## BRIEF:
Please retype the entries exactly as they stand, leaving out any pictures.
+++ RECORDS SHOWN +++
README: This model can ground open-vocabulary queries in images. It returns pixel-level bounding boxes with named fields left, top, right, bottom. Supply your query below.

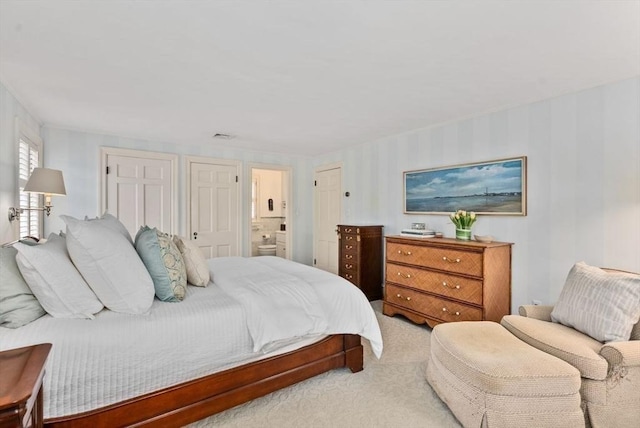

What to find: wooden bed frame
left=45, top=334, right=363, bottom=427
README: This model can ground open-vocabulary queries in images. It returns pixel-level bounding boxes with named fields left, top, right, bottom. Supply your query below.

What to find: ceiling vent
left=213, top=133, right=235, bottom=140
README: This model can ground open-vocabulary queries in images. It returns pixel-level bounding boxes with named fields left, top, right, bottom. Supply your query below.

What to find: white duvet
left=0, top=256, right=382, bottom=419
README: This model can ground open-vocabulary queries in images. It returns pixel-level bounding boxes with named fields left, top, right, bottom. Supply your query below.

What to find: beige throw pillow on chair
left=551, top=262, right=640, bottom=342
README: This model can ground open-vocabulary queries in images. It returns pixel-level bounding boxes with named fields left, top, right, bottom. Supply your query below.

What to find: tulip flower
left=450, top=209, right=477, bottom=230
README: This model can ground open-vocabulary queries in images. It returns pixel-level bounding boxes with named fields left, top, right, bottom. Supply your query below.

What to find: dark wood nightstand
left=0, top=344, right=52, bottom=428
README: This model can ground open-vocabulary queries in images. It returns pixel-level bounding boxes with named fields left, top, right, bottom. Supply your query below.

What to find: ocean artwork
left=404, top=157, right=527, bottom=215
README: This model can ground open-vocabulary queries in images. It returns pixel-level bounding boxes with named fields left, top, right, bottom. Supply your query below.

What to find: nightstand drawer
left=387, top=242, right=483, bottom=277
left=386, top=262, right=482, bottom=305
left=386, top=284, right=482, bottom=322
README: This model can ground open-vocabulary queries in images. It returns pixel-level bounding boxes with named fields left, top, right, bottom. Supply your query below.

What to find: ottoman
left=426, top=321, right=585, bottom=428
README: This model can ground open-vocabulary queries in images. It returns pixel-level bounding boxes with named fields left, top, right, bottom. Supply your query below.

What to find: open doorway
left=248, top=164, right=292, bottom=259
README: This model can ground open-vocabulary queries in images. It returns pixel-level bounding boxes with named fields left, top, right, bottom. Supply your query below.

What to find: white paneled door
left=313, top=165, right=341, bottom=274
left=104, top=150, right=176, bottom=238
left=189, top=160, right=240, bottom=258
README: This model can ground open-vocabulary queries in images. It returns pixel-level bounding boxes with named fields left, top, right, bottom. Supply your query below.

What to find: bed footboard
left=45, top=334, right=363, bottom=427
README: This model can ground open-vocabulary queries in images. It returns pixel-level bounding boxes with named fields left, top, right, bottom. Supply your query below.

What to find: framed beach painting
left=404, top=156, right=527, bottom=215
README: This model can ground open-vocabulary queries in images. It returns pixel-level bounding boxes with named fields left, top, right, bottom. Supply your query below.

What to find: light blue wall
left=3, top=78, right=638, bottom=313
left=314, top=77, right=640, bottom=311
left=39, top=127, right=314, bottom=263
left=0, top=83, right=41, bottom=243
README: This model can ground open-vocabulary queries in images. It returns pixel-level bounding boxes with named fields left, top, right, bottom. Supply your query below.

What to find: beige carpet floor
left=189, top=301, right=462, bottom=428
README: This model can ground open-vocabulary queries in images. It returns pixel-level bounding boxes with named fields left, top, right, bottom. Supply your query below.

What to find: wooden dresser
left=337, top=225, right=383, bottom=301
left=383, top=235, right=512, bottom=327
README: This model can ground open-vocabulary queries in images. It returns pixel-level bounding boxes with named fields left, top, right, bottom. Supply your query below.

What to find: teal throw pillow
left=135, top=226, right=187, bottom=302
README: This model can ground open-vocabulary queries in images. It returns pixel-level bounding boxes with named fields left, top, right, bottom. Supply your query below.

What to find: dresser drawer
left=338, top=225, right=359, bottom=234
left=386, top=242, right=483, bottom=277
left=341, top=271, right=358, bottom=283
left=341, top=251, right=358, bottom=263
left=342, top=233, right=360, bottom=244
left=386, top=284, right=482, bottom=322
left=386, top=262, right=482, bottom=305
left=340, top=260, right=359, bottom=275
left=341, top=241, right=359, bottom=257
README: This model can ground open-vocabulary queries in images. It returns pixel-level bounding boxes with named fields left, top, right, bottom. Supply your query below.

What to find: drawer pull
left=442, top=281, right=461, bottom=290
left=345, top=228, right=353, bottom=233
left=397, top=250, right=413, bottom=256
left=397, top=272, right=412, bottom=279
left=346, top=245, right=353, bottom=250
left=442, top=256, right=461, bottom=263
left=345, top=254, right=353, bottom=260
left=345, top=264, right=353, bottom=269
left=346, top=236, right=354, bottom=241
left=395, top=293, right=411, bottom=302
left=442, top=307, right=461, bottom=316
left=345, top=274, right=353, bottom=280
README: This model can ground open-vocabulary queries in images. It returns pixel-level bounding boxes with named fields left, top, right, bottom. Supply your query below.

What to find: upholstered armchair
left=501, top=267, right=640, bottom=428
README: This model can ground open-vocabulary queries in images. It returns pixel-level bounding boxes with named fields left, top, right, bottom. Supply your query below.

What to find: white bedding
left=0, top=256, right=383, bottom=419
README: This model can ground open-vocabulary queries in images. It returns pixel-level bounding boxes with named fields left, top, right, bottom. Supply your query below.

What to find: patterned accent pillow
left=172, top=236, right=210, bottom=287
left=551, top=262, right=640, bottom=342
left=135, top=227, right=187, bottom=302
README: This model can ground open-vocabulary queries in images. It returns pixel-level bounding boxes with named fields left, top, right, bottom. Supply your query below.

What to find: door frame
left=313, top=162, right=342, bottom=269
left=184, top=155, right=242, bottom=251
left=246, top=163, right=293, bottom=259
left=99, top=147, right=179, bottom=234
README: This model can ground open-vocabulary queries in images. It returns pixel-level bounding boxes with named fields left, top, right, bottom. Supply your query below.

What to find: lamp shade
left=23, top=168, right=66, bottom=195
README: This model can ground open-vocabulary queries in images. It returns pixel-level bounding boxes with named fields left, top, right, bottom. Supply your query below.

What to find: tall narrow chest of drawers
left=337, top=225, right=383, bottom=301
left=383, top=236, right=512, bottom=327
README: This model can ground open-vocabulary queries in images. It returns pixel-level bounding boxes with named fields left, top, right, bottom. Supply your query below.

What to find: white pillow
left=61, top=214, right=155, bottom=314
left=172, top=236, right=210, bottom=287
left=14, top=233, right=103, bottom=319
left=551, top=262, right=640, bottom=342
left=85, top=212, right=133, bottom=244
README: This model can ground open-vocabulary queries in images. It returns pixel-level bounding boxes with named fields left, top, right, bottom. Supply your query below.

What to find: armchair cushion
left=501, top=314, right=608, bottom=380
left=550, top=262, right=640, bottom=343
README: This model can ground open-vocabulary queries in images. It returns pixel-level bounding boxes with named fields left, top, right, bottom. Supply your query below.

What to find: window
left=16, top=119, right=43, bottom=239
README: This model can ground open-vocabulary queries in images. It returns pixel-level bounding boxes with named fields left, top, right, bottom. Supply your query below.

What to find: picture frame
left=404, top=156, right=527, bottom=215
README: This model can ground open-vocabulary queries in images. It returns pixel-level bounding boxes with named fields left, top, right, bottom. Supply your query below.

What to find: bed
left=0, top=255, right=383, bottom=427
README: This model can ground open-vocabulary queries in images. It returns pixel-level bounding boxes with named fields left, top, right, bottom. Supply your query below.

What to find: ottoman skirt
left=426, top=321, right=585, bottom=428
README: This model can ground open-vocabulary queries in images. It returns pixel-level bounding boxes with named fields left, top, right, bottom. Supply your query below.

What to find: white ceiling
left=1, top=1, right=639, bottom=156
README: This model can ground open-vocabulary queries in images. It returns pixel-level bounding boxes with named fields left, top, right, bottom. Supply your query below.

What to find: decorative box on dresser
left=383, top=236, right=512, bottom=327
left=337, top=225, right=384, bottom=301
left=0, top=343, right=52, bottom=428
+++
## RESPONSE AREA:
README: This model can ground open-vocabulary queries in images. It returns pixel-level bounding boxes with named fields left, top, right, bottom. Supply your query below.


What to find: wooden bed frame
left=45, top=334, right=363, bottom=427
README: This model can ground open-vocabulary queries in images. It returns pixel-level bounding boxes with named fields left, top, right, bottom. Supply your query below.

What to find: ceiling vent
left=213, top=133, right=235, bottom=140
README: This model can ground open-vocabulary queries in images. It returns pixel-level bounding boxes with named fields left, top, right, bottom. Supply your query below.

What to find: white duvet
left=0, top=256, right=382, bottom=419
README: This model can ground open-vocabulary queries in images. It returns pixel-level bounding boxes with named fields left, top, right, bottom. Supply your query below.

What to find: beige throw pillow on chair
left=551, top=262, right=640, bottom=342
README: This model can ground open-vocabulary queries in images. It returns pixel-level bounding boxes with named fields left, top, right, bottom. Supply your query below.

What to find: tulip flower
left=450, top=209, right=477, bottom=230
README: This model can ground open-vocabulary queries in images. It returns pixel-level bounding boxes with named fields left, top, right, bottom. Supply your query below.

What to find: dark wood nightstand
left=0, top=344, right=52, bottom=428
README: This model can ground open-vocabulary queries in images. It returns pixel-level bounding boxes with named fields left, top, right, bottom. Supply your query below.

What to find: ocean artwork
left=404, top=157, right=527, bottom=215
README: This model can ground open-vocabulary queries in images. It returns pixel-level bounding boxes with named fields left, top, right, bottom. Supply your query below.

What to find: nightstand drawer
left=387, top=242, right=483, bottom=277
left=386, top=262, right=482, bottom=305
left=386, top=284, right=482, bottom=322
README: This model can ground open-vocabulary queries in images. It returns pixel-level bounding boxes with named fields left, top, right, bottom. Supply your query below.

What to find: ottoman
left=426, top=321, right=585, bottom=428
README: This model can ground open-vocabulary queries in images. It returns pixel-level bounding boxes with named fields left, top, right, bottom. Supply your query below.

What to find: open doorway
left=248, top=164, right=292, bottom=259
README: This model can ground open-vocabulary queries in images. It returns pixel-level bounding boxes with named fields left, top, right, bottom. Supply your query below.

What to find: white paneled door
left=313, top=165, right=341, bottom=274
left=104, top=150, right=176, bottom=238
left=189, top=160, right=240, bottom=258
README: This model can ground open-vocabulary queries in images. It returns pixel-level bounding boxes with named fields left, top, right, bottom. Supply your query below.

What to find: bed footboard
left=45, top=334, right=363, bottom=427
README: This model can ground open-vocabulary queries in images. It returns pixel-level bounding boxes with named fields left, top, right, bottom. Supply your query below.

What to find: framed beach painting
left=404, top=156, right=527, bottom=215
README: This model can ground open-vocabulary queries in images. It returns pixel-level bounding boxes with named fields left, top, right, bottom. Supply your query below.

What to find: light blue wall
left=3, top=78, right=638, bottom=313
left=314, top=77, right=640, bottom=311
left=39, top=127, right=314, bottom=263
left=0, top=83, right=41, bottom=243
README: This model can ground open-vocabulary queries in images. It returns pixel-level bounding boxes with named fields left, top, right, bottom. Supply your query below.

What to find: beige carpet floor
left=189, top=301, right=462, bottom=428
README: This model can ground open-vocabulary queries in images. It returns pixel-level bounding boxes with named fields left, top, right, bottom. Supply your query below.

What to find: wooden dresser
left=337, top=225, right=383, bottom=301
left=383, top=235, right=512, bottom=327
README: This model can ground open-vocabulary queries in images. It returns pixel-level bounding boxes with named fields left, top, right, bottom. Supply your query below.

What to find: teal throw pillow
left=135, top=226, right=187, bottom=302
README: This model can ground open-vocabulary queries in images. It returns pixel-level bounding boxes with named fields left, top, right, bottom. Supply your query below.

What to find: dresser drawer
left=338, top=225, right=359, bottom=234
left=386, top=242, right=483, bottom=277
left=341, top=271, right=358, bottom=283
left=341, top=251, right=358, bottom=263
left=342, top=233, right=360, bottom=244
left=386, top=284, right=482, bottom=322
left=386, top=262, right=482, bottom=305
left=340, top=260, right=359, bottom=275
left=341, top=241, right=359, bottom=257
README: This model can ground open-vocabulary queries in images. It returns pixel-level bounding boxes with named fields left, top, right, bottom. Supply your query below.

What to find: drawer pull
left=442, top=281, right=461, bottom=290
left=345, top=228, right=353, bottom=233
left=397, top=250, right=413, bottom=256
left=397, top=272, right=412, bottom=279
left=346, top=245, right=353, bottom=250
left=442, top=256, right=461, bottom=263
left=345, top=254, right=353, bottom=260
left=345, top=264, right=353, bottom=269
left=346, top=236, right=354, bottom=241
left=395, top=293, right=411, bottom=302
left=442, top=307, right=461, bottom=316
left=345, top=274, right=353, bottom=280
README: This model can ground open-vocabulary queries in images. It returns pixel-level bounding boxes with named fields left, top, right, bottom. Supply your query below.

What to find: upholstered armchair
left=501, top=267, right=640, bottom=428
README: This model can ground open-vocabulary queries in images. It returns pixel-level bounding boxes with named fields left, top, right, bottom. Supply your query below.

What to find: white bedding
left=0, top=256, right=383, bottom=419
README: This model can ground open-vocabulary queries in images. It returns pixel-level bounding boxes with named fields left, top, right, bottom. Supply your query below.

What to find: patterned accent pillow
left=172, top=236, right=210, bottom=287
left=551, top=262, right=640, bottom=342
left=135, top=227, right=187, bottom=302
README: This model can ground open-vocabulary queries in images. It returns pixel-level bounding boxes with named fields left, top, right, bottom. Supply your query below.

What to find: door frame
left=313, top=162, right=342, bottom=269
left=184, top=155, right=242, bottom=251
left=246, top=163, right=293, bottom=259
left=99, top=147, right=179, bottom=234
README: This model can ground open-vocabulary queries in images. It returns pixel-level bounding boxes with named fields left, top, right, bottom. Supply your query below.

What to find: lamp shade
left=23, top=168, right=66, bottom=195
README: This model can ground open-vocabulary queries in images. It returns pixel-level bounding boxes with named fields left, top, right, bottom. Supply your query below.

What to find: tall narrow chest of drawers
left=337, top=225, right=383, bottom=301
left=383, top=236, right=512, bottom=327
README: This model can ground open-vocabulary queries in images. It returns pixel-level bounding boxes with named fields left, top, right, bottom. Supply your query below.

What to find: white pillow
left=61, top=214, right=155, bottom=314
left=172, top=236, right=210, bottom=287
left=14, top=233, right=103, bottom=319
left=551, top=262, right=640, bottom=342
left=85, top=212, right=133, bottom=244
README: This model can ground open-vocabulary queries in images. It returns pixel-level bounding boxes with named fields left, top, right, bottom. Supply your query below.

What to find: armchair cushion
left=501, top=314, right=608, bottom=380
left=550, top=262, right=640, bottom=343
README: This model can ground open-vocabulary queries in images. It returns pixel-level bounding boxes with named fields left, top, right, bottom. Supply your query below.

What to find: window
left=16, top=119, right=43, bottom=239
README: This model can ground open-vocabulary queries in images. It returns pixel-level bounding boxes with named fields left, top, right, bottom. Supply your query below.

What to find: picture frame
left=404, top=156, right=527, bottom=215
README: This model can ground open-vocabulary queries in images. It returns pixel-level bounding boxes with named fields left, top, right, bottom. Supply your query below.

What to find: bed
left=0, top=255, right=383, bottom=427
README: This model can ground open-vocabulary queries in images. It returns pixel-level bounding boxes with named fields left, top, right, bottom. Supply your query below.

What to find: ottoman skirt
left=426, top=321, right=585, bottom=428
README: This model can ground open-vocabulary queries in images. It returns pixel-level bounding boxes with named fields left, top, right, bottom. Supply your query below.

What to find: white ceiling
left=1, top=1, right=639, bottom=156
README: This model can ground open-vocabulary queries in images. It returns pixel-level bounding boxes with named fields left, top, right, bottom. Supply your query below.

What to find: decorative box on dresser
left=383, top=236, right=512, bottom=327
left=337, top=225, right=384, bottom=301
left=0, top=343, right=52, bottom=428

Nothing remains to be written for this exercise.